(Dataset records about object locations)
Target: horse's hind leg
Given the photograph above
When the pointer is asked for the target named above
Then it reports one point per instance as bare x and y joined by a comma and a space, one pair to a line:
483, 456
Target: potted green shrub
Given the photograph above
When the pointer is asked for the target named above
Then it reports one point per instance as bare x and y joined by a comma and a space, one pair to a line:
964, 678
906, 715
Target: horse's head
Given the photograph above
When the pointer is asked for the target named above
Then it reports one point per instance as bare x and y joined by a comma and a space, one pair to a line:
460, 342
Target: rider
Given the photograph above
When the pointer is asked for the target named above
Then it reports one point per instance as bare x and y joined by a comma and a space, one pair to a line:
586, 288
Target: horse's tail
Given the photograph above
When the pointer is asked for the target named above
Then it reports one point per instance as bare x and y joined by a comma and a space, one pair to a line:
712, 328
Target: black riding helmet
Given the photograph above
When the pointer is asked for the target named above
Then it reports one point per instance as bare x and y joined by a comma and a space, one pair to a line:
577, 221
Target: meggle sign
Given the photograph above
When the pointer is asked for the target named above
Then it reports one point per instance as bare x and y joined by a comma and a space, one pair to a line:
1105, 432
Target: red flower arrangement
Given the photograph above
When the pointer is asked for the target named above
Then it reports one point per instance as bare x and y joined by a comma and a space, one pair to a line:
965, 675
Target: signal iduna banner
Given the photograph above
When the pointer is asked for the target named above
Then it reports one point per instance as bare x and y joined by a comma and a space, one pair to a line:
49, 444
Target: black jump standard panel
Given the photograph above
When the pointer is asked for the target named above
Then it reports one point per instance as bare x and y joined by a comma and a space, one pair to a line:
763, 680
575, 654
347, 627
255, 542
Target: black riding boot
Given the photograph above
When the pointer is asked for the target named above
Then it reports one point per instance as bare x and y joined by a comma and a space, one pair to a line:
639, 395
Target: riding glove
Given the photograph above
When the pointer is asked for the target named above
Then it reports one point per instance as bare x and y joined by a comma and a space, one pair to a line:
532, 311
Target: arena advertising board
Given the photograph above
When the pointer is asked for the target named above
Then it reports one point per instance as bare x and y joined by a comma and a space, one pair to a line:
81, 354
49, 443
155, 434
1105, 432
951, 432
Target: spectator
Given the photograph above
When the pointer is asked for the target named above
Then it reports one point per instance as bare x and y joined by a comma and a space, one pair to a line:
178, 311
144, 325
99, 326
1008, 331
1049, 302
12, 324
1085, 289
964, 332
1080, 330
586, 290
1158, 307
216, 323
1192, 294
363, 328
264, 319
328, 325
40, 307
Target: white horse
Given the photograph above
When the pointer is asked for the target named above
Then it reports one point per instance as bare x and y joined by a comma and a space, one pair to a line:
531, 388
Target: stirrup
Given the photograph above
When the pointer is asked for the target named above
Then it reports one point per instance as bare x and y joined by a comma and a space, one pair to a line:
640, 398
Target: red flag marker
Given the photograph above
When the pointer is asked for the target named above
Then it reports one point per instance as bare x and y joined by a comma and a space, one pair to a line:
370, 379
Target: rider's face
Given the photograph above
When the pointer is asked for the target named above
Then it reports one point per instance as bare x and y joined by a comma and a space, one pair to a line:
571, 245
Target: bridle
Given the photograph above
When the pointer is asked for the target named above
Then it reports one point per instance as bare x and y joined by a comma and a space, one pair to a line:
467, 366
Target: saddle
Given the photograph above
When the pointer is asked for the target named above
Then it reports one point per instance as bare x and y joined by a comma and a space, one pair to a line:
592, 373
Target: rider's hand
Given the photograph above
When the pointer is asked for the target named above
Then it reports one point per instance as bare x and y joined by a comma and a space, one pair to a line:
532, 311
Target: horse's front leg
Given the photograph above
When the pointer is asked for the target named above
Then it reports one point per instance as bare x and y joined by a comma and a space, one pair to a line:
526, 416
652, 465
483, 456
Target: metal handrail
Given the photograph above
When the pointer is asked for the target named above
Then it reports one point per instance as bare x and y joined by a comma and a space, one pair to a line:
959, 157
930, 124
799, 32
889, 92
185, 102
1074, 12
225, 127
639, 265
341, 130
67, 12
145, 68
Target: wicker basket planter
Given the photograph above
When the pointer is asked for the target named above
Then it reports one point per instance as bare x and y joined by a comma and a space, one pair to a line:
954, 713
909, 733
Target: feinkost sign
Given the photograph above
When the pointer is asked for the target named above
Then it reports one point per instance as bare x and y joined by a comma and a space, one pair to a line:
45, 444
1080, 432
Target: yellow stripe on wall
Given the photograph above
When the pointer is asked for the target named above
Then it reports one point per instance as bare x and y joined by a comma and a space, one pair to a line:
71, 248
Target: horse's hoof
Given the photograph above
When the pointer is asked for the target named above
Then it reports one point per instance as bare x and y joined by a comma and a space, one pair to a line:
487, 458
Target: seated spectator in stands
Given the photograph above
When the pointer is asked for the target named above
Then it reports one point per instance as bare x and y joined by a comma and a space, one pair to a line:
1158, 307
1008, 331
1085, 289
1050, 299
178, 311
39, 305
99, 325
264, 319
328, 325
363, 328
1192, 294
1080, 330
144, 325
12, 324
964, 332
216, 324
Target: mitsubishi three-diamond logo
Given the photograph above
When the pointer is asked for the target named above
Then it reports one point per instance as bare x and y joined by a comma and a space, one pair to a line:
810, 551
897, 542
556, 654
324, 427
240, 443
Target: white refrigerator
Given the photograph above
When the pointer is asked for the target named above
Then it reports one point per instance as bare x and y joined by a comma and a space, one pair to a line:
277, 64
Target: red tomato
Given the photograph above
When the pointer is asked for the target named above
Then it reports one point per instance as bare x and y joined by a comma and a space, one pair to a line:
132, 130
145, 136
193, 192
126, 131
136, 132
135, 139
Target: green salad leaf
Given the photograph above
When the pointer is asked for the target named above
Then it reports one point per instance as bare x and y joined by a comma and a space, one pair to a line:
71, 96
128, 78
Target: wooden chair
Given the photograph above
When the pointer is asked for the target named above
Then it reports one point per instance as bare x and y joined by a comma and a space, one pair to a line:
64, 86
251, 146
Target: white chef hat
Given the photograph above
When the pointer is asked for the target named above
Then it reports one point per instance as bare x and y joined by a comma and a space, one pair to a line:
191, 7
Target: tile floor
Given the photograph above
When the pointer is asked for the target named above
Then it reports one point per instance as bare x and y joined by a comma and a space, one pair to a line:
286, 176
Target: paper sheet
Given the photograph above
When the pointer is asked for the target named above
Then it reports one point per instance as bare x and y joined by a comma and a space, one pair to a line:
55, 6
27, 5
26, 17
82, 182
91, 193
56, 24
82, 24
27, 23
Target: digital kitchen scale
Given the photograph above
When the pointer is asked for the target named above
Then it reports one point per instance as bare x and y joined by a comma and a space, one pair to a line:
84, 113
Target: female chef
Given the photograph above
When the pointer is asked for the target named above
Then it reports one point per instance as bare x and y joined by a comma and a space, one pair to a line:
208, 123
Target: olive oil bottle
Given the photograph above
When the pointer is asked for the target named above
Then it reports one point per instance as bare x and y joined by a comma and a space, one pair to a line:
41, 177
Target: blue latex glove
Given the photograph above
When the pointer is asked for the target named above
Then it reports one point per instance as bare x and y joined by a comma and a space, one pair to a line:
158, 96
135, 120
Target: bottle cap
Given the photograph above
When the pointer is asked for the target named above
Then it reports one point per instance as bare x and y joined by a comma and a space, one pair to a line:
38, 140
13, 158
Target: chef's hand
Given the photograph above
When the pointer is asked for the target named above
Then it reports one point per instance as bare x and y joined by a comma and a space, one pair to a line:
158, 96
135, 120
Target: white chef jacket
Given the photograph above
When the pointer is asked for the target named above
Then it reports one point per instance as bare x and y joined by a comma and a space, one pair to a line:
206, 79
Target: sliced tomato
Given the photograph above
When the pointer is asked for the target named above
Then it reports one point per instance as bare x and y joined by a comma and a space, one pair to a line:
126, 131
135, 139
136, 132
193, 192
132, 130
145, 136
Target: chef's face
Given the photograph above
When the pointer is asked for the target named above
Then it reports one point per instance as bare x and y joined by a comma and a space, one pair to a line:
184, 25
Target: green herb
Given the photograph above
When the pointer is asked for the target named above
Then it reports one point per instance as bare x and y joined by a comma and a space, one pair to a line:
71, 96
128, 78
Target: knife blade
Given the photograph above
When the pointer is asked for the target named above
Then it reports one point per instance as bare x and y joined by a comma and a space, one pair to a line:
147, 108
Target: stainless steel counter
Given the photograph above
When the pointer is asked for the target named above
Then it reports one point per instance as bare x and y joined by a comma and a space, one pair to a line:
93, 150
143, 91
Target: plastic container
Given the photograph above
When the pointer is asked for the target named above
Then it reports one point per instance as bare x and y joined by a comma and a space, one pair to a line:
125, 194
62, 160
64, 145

* [Instructions to follow] Return, unchanged, each line from the line containing "Target: chef's face" through the last line of the material.

* [Task response]
Target: chef's face
Given the photograph above
When the pointer is asked for the target named above
Then it reports one point per instance as bare x and y joined by a comma and a space, one pair to a line:
184, 25
Target: green herb
Given the photograph above
When the pointer is asked for the target named above
Then it reports one point per instance as bare x and y joined by a comma and a space, one pair to a line:
71, 96
128, 78
Target: knife blade
Given the photograph above
When the pointer is asked for the target named above
Then it reports one point per instance as bare x and y joined by a comma and a space, one pair to a line:
147, 108
Target: stainless steel counter
Given the photograph above
When the pointer is asked for the target named above
Then it reports one point per instance as bare x and y joined by a comma and a space, one pair to a line:
93, 150
143, 91
Target: plastic container
Given the photograph above
When the pointer is asked for the target named above
Then it reports one point per instance as bare x and y joined by a comma and a space, one pair to a line:
125, 194
62, 160
64, 145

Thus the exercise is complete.